* [FRAGMENTO DEL DOCUMENTO]
====

Informes como el de la consultora Gartner anunciaban hace ya cinco años que en 2022 se consumirían más contenidos informativos falsos que verdaderos. La desinformación es un fenómeno con el que convivimos a diario y las redes sociales funcionan como una especie de colaborador necesario, permitiendo la difusión a gran escala y a un ritmo vertiginoso de noticias falsas. Su efecto multiplicador se agrava en un contexto de polarización donde las medias verdades, los mensajes tergiversados o, directamente, la falsedad, crecen sobre terreno abonado.
El cóctel perfecto
Este escenario de posverdad es construido por tres grandes actores: el ámbito político e institucional, los medios de comunicación y los propios ciudadanos.
El impacto del crack financiero de 2008 en las clases medias ha dado lugar a un hartazgo de la política por parte de la opinión pública, una desafección explotada en estrategias de comunicación cada vez más agresivas. Los partidos políticos y las propias instituciones a menudo promueven discursos simples, que apelan directamente a las emociones. Las redes sociales constituyen un vehículo ideal para este tipo de estrategias, en las que se obvia la complejidad de los problemas.
Por su parte, los medios, debilitados tras años de crisis económica y con dificultades para encontrar su lugar en el nuevo ecosistema digital, han promovido el sensacionalismo y alimentado falsos debates. El llamado infotainment, especialmente en televisión, y la práctica del clickbait han provocado una caída en picado en el rigor de sus contenidos.
Según la periodista Carmela Ríos, “periodismo también es observar cuentas de Twitter y analizar los contenidos que arrojan desde líneas ideológicas distintas. Eso es periodismo político en la España de hoy”.
En este contexto, la ciudadanía asiste abrumada a un flujo de mensajes constante, que llegan por un número creciente de canales. Ante el carácter partisano que predomina en los posicionamientos de la opinión pública, parece imprescindible tomar partido, lo que activa mecanismos como el sesgo de confirmación, que funciona como una retroalimentación carente de sentido crítico.

====

* [REGISTROS LISTADOS]
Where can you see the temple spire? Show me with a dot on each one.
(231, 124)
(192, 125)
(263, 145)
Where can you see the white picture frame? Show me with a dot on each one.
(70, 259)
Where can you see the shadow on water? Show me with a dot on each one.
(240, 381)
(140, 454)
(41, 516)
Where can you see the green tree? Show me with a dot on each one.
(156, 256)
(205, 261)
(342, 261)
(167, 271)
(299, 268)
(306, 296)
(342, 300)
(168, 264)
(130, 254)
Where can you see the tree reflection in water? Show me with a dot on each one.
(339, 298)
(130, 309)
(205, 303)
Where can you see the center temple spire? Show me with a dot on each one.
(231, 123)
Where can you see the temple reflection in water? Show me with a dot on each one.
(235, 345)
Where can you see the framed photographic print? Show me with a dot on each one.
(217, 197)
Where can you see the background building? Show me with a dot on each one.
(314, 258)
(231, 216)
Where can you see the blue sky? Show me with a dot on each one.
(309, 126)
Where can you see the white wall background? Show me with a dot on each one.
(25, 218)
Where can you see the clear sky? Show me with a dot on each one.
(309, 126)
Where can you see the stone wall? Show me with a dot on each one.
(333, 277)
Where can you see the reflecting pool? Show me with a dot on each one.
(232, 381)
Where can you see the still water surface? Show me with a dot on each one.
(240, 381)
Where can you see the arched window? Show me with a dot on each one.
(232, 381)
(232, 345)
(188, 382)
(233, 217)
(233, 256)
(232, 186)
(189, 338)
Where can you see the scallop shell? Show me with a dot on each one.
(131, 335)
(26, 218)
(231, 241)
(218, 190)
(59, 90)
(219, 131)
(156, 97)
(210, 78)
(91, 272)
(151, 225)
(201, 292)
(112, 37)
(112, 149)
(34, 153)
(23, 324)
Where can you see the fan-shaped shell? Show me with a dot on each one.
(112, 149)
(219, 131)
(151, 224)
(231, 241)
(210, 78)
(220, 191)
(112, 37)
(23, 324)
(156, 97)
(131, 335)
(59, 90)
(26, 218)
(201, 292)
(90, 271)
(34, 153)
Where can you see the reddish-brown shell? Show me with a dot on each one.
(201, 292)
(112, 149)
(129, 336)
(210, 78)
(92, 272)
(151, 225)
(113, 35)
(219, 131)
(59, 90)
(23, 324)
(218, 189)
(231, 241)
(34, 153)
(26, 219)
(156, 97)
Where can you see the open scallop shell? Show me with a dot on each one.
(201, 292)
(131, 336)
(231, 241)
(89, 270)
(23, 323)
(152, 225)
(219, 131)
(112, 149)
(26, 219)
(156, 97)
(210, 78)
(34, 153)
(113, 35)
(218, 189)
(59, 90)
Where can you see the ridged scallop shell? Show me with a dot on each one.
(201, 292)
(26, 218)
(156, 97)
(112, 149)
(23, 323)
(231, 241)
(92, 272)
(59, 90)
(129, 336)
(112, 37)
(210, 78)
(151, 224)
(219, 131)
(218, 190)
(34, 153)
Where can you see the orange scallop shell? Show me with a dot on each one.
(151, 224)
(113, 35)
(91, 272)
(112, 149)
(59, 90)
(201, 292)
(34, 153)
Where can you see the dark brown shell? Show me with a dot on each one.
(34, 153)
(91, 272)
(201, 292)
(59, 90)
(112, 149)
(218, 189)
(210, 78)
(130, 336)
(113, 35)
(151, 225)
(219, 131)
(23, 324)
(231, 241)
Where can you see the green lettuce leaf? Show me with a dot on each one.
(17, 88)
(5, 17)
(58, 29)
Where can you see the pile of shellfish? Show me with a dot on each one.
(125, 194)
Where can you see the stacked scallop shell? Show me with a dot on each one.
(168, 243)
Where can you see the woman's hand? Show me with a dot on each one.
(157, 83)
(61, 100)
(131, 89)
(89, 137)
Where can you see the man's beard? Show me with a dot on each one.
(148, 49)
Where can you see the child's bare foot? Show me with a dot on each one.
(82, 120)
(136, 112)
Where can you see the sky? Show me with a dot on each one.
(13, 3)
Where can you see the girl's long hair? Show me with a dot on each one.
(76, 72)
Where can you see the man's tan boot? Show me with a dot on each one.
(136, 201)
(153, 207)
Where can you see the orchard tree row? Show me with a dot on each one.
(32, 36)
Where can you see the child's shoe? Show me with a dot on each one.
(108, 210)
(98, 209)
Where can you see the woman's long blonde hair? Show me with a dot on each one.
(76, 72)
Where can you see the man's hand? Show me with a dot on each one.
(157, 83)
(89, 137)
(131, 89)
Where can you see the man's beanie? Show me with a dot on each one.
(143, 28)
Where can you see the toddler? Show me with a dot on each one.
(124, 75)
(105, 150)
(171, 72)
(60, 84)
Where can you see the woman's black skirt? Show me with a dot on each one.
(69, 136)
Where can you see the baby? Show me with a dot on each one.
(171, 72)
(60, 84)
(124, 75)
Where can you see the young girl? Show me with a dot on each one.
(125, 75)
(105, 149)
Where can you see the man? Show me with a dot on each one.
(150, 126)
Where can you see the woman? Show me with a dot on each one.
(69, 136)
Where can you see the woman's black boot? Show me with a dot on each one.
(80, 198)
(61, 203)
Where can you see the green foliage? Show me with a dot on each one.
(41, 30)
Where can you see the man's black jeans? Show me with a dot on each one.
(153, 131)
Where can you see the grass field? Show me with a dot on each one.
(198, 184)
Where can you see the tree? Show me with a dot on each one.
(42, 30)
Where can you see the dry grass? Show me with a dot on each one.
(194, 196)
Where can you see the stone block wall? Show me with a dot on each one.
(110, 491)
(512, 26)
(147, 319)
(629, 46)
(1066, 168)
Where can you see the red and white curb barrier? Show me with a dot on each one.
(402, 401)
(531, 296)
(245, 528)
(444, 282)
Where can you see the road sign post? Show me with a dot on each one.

====

* [ORDEN DE TRABAJO 1] Reproduce el texto sobre la desinformación, todo desde "Por su parte, los" hasta "de sus contenidos.", y cambia "sensacionalismo" por "amarillismo".
* [ORDEN DE TRABAJO 2] Según el texto sobre la desinformación, ¿qué tres actores construyen el escenario de posverdad?

* [RESPUESTA 1]
Por su parte, los medios, debilitados tras años de crisis económica y con dificultades para encontrar su lugar en el nuevo ecosistema digital, han promovido el amarillismo y alimentado falsos debates. El llamado infotainment, especialmente en televisión, y la práctica del clickbait han provocado una caída en picado en el rigor de sus contenidos.

* [RESPUESTA 2] El ámbito político e institucional, los medios de comunicación y los propios ciudadanos.